Locate each line below that includes "object" and reproduce it.
━━━ Records for this task
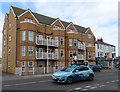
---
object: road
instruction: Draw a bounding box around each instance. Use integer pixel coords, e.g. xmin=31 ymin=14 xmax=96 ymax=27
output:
xmin=2 ymin=69 xmax=119 ymax=91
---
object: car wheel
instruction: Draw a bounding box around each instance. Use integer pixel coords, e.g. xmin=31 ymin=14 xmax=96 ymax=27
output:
xmin=67 ymin=77 xmax=73 ymax=84
xmin=89 ymin=74 xmax=94 ymax=81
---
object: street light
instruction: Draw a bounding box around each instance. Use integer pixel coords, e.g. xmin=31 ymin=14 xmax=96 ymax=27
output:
xmin=47 ymin=37 xmax=49 ymax=73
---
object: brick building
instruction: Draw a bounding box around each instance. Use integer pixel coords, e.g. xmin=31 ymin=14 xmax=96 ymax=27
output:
xmin=2 ymin=6 xmax=95 ymax=75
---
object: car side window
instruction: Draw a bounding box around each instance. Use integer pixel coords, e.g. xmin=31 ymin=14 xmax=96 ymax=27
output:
xmin=80 ymin=67 xmax=89 ymax=71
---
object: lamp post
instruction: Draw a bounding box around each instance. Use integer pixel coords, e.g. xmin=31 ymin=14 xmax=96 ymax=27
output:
xmin=47 ymin=37 xmax=49 ymax=73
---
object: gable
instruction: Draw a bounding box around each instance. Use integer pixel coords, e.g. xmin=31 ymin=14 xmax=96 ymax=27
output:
xmin=66 ymin=23 xmax=78 ymax=33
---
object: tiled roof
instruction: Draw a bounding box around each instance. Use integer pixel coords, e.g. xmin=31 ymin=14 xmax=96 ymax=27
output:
xmin=95 ymin=41 xmax=115 ymax=47
xmin=11 ymin=6 xmax=87 ymax=33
━━━━━━
**Your solution**
object: road
object: car wheel
object: street light
object: brick building
object: car side window
object: lamp post
object: gable
object: tiled roof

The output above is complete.